Required work =>
From the data below, return the exact lines starting at the line containing "Point out the baby lying down in this photo." and ending at the line containing "Point out the boy's eye in this photo.", both included, and nothing else.

Input for this task section start

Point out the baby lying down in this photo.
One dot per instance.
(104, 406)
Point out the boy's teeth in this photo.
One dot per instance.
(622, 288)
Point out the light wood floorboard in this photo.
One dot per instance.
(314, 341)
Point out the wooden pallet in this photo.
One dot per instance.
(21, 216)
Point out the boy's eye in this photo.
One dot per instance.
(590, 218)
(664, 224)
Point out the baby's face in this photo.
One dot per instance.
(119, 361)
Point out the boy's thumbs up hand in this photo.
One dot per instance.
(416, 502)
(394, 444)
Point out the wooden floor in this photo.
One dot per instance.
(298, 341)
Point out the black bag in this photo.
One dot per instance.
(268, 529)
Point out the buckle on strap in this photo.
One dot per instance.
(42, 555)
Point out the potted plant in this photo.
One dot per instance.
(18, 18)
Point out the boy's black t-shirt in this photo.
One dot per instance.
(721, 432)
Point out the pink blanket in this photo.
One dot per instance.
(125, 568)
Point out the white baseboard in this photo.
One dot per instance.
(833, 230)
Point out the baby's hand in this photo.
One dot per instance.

Input for this task section end
Input for this task section start

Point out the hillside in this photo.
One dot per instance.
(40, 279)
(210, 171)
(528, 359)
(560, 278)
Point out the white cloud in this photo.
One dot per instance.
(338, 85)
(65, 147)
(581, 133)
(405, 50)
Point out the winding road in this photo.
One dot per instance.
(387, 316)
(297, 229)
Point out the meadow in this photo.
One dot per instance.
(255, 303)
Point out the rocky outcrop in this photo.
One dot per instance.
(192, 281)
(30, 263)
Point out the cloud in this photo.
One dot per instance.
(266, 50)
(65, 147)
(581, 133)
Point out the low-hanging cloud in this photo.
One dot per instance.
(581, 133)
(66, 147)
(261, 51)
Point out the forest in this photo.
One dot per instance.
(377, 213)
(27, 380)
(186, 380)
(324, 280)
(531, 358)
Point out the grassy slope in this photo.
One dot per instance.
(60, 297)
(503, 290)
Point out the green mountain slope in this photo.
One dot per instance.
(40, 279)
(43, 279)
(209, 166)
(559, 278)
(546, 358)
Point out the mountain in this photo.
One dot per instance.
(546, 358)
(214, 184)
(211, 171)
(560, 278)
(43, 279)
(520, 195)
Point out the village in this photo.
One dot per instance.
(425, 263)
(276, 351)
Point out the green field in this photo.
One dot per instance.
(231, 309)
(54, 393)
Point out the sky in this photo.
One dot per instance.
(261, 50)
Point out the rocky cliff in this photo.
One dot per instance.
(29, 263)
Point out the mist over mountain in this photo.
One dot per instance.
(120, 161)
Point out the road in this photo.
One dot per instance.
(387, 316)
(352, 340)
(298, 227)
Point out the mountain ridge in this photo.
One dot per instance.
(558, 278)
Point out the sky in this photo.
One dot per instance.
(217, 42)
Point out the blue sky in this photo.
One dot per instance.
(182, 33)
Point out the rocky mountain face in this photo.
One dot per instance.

Input for this task section end

Solved exercise =>
Point out the baby lying down in this photo.
One dot per instance.
(104, 406)
Point out the boy's teeth in this photo.
One dot per instance.
(622, 288)
Point out the light wood floorboard in this photo.
One dot per instance.
(314, 341)
Point out the wooden pallet in this photo.
One dot per instance.
(21, 216)
Point out the boy's eye in this photo.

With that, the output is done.